■ **Extract to read**:
Perhaps it is useful to distinguish among: Epidemiological parameters, biological or medical parameters, efficiency parameters, effectiveness parameters and demand parameters.
Epidemiological parameters. These include the shares of the various risk groups in the population and the baseline rates of activity and the rate of sexual mixing between the various groups. Depending on the structure of the model, a measure of concurrency or a measure of mean partnership duration is also required, for each compartment in the model. Important theoretical work by Anderson and May has shown that accurate prediction requires information about not only the mean but also the variance of each of these numbers, but whether it would be useful to know the variance within each separate compartment or only the variance across all compartments (which could be deduced from the distribution of their mean values) is unclear to me.
Biological or medical parameters. These include features of the natural history of HIV and the degree of infectiousness of an infected person in the various compartments through which s/he passes and the susceptibility of the uninfected individual. If acquired and used, condoms and microbicides intervene at this point to reduce an individual’s infectiousness and susceptibility.
Efficiency parameters. These include the parameters of the structure of the cost of production and distribution of HIV services.
Effectiveness parameters. These include the effectiveness of a service at preventing an HIV infection and/or prolonging the life of an infected person – assuming that the service is used. But this is a big assumption. To relax this assumption, a model would need to have a demand structure and …
Demand parameters. These include the responsiveness of utilization to changes in the policy instruments that governments and donors can manipulate, such as the price, distance, convenience attractiveness of a service and of its substitutes and complements.

■ **Questions on the material**:
A - Summarize the passage on HIV model parameters in two sentences.
B - According to the passage on HIV model parameters, what did the theoretical work by Anderson and May show?
C - Reproduce the passage on HIV model parameters word for word from "Efficiency parameters. These" to "substitutes and complements.".

Stored data entries
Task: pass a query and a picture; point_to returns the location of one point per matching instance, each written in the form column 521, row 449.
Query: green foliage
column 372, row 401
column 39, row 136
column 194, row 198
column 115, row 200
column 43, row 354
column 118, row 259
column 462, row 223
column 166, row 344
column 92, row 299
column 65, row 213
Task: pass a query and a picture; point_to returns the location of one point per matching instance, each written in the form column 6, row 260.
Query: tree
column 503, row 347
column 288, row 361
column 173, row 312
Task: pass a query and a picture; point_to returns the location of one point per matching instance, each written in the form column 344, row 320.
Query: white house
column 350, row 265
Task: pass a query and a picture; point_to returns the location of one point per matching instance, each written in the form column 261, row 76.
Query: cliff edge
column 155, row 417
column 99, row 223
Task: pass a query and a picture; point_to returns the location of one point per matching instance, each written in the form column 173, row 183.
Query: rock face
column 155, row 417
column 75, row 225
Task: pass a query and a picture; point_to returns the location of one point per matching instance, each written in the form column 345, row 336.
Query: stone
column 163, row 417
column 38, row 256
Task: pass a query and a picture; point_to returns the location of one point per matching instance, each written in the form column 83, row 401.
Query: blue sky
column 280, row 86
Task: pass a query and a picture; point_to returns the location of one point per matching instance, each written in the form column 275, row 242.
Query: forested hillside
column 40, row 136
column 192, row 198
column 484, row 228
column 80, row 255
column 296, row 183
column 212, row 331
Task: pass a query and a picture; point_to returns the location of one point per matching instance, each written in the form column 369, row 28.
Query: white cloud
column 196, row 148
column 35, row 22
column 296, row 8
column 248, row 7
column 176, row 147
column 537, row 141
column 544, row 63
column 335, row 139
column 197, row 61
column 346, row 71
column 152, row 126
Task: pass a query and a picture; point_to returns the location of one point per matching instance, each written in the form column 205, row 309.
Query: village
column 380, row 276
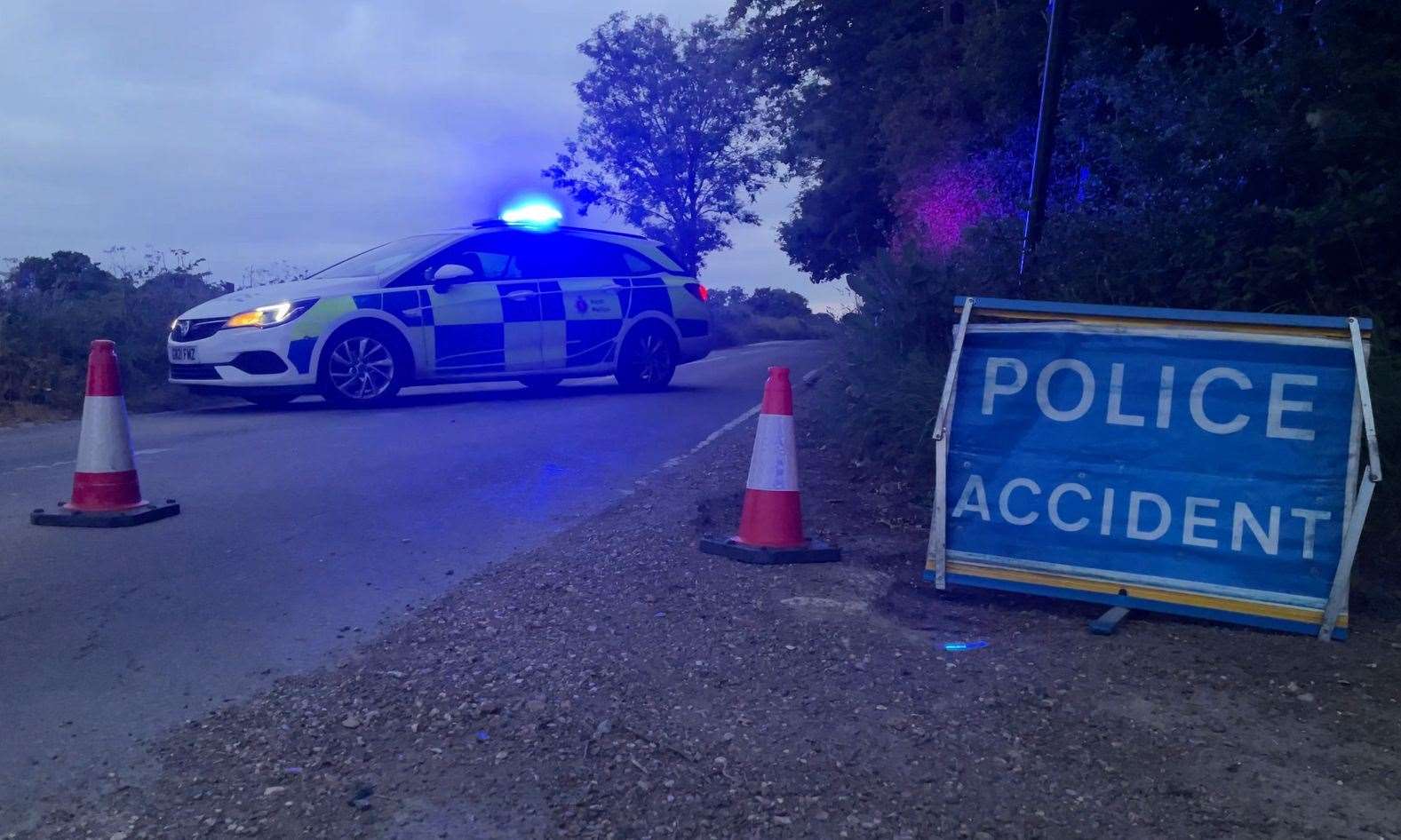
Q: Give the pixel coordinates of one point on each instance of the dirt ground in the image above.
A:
(618, 684)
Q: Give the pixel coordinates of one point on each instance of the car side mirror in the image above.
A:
(449, 274)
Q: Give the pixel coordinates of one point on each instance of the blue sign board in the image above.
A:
(1184, 466)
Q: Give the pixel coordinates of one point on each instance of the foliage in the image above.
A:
(765, 315)
(51, 308)
(670, 138)
(1238, 155)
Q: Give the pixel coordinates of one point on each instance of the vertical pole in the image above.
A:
(1352, 532)
(936, 556)
(1046, 131)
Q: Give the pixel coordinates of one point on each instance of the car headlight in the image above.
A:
(269, 315)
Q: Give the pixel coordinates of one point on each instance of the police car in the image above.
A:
(493, 301)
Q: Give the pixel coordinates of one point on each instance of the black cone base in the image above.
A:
(816, 551)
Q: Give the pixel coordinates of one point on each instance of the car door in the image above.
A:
(488, 323)
(583, 305)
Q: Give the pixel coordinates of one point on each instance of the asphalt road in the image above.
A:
(303, 529)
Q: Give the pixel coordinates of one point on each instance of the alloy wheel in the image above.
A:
(361, 368)
(653, 359)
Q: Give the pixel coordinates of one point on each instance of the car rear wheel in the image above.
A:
(648, 359)
(363, 367)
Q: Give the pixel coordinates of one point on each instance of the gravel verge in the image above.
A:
(618, 684)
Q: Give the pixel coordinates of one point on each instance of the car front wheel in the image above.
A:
(362, 367)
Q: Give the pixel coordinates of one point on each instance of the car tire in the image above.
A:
(541, 384)
(648, 359)
(363, 366)
(272, 400)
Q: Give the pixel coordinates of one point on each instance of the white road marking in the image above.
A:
(75, 461)
(711, 439)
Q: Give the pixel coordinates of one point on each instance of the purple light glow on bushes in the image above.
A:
(940, 206)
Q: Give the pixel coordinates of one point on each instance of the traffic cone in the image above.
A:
(106, 489)
(771, 526)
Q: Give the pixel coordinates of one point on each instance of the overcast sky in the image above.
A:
(257, 131)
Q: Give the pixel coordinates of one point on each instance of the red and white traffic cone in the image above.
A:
(106, 489)
(771, 526)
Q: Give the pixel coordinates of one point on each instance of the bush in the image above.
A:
(767, 315)
(51, 310)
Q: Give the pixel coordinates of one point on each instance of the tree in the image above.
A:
(670, 138)
(779, 303)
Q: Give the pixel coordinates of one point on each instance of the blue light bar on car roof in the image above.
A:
(533, 215)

■ **Solutions in order**:
A - The passage suggests distinguishing five kinds of parameters: epidemiological, biological or medical, efficiency, effectiveness, and demand. Epidemiological parameters cover risk-group shares, activity and mixing rates, and concurrency or partnership duration; biological parameters cover HIV's natural history, infectiousness, and susceptibility; efficiency parameters cover the cost structure of HIV services; effectiveness parameters cover how well a service prevents infection or prolongs life if used; and demand parameters cover how utilization responds to policy instruments such as price, distance, and convenience.

B - It showed that accurate prediction requires information about both the mean and the variance of each epidemiological number.

C -
Efficiency parameters. These include the parameters of the structure of the cost of production and distribution of HIV services.
Effectiveness parameters. These include the effectiveness of a service at preventing an HIV infection and/or prolonging the life of an infected person – assuming that the service is used. But this is a big assumption. To relax this assumption, a model would need to have a demand structure and …
Demand parameters. These include the responsiveness of utilization to changes in the policy instruments that governments and donors can manipulate, such as the price, distance, convenience attractiveness of a service and of its substitutes and complements.